[The task]
Output every entry exactly as it appears.

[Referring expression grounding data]
++++++

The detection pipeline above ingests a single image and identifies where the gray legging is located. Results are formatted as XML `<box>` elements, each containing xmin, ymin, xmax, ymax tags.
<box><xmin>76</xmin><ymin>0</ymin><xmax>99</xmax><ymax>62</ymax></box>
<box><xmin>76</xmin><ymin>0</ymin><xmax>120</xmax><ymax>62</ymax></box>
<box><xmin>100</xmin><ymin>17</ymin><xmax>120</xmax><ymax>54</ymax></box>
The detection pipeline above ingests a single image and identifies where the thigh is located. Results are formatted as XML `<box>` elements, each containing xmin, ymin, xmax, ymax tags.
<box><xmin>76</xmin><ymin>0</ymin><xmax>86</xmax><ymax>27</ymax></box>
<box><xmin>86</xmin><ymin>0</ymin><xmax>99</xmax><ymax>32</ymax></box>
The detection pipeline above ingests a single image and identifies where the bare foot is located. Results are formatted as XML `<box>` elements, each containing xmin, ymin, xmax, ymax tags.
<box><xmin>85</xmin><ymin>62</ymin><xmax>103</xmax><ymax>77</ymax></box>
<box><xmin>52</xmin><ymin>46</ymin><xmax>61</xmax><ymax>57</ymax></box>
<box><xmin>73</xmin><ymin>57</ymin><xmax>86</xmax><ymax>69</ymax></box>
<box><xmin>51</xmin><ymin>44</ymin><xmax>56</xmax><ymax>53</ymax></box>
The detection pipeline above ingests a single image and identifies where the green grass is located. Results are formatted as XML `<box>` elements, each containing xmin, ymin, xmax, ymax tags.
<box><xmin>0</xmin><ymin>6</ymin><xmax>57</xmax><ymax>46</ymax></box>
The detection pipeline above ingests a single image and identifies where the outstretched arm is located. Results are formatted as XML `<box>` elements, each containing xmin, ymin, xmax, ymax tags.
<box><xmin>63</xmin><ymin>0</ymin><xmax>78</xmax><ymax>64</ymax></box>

++++++

[Exercise result]
The detection pipeline above ingests a single image and identifies where the gray legging is located. Results are formatted as XML `<box>` elements, each containing xmin, ymin, xmax, ymax tags.
<box><xmin>76</xmin><ymin>0</ymin><xmax>99</xmax><ymax>62</ymax></box>
<box><xmin>76</xmin><ymin>0</ymin><xmax>120</xmax><ymax>62</ymax></box>
<box><xmin>100</xmin><ymin>17</ymin><xmax>120</xmax><ymax>54</ymax></box>
The detection pipeline above ingests a single image and identifies where the thigh is located. Results are formatted as XML `<box>` elements, each containing xmin, ymin, xmax, ymax tags.
<box><xmin>76</xmin><ymin>0</ymin><xmax>86</xmax><ymax>27</ymax></box>
<box><xmin>86</xmin><ymin>0</ymin><xmax>99</xmax><ymax>32</ymax></box>
The detection pipeline above ingests a single image and identifies where the bare foot is located. Results are formatted as XML `<box>` elements, each containing xmin, ymin, xmax, ymax tags.
<box><xmin>85</xmin><ymin>62</ymin><xmax>103</xmax><ymax>77</ymax></box>
<box><xmin>52</xmin><ymin>46</ymin><xmax>61</xmax><ymax>57</ymax></box>
<box><xmin>73</xmin><ymin>57</ymin><xmax>86</xmax><ymax>69</ymax></box>
<box><xmin>51</xmin><ymin>44</ymin><xmax>56</xmax><ymax>53</ymax></box>
The detection pipeline above ingests a single image and identifies where the green grass is located. Results are formatted as XML `<box>` elements, each containing xmin, ymin, xmax, ymax tags.
<box><xmin>0</xmin><ymin>6</ymin><xmax>57</xmax><ymax>46</ymax></box>
The detection pipeline above ingests a single image and identifies where the outstretched arm is located. Results are formatted as XML `<box>` elements, each containing xmin, ymin, xmax, ymax tags.
<box><xmin>63</xmin><ymin>0</ymin><xmax>78</xmax><ymax>64</ymax></box>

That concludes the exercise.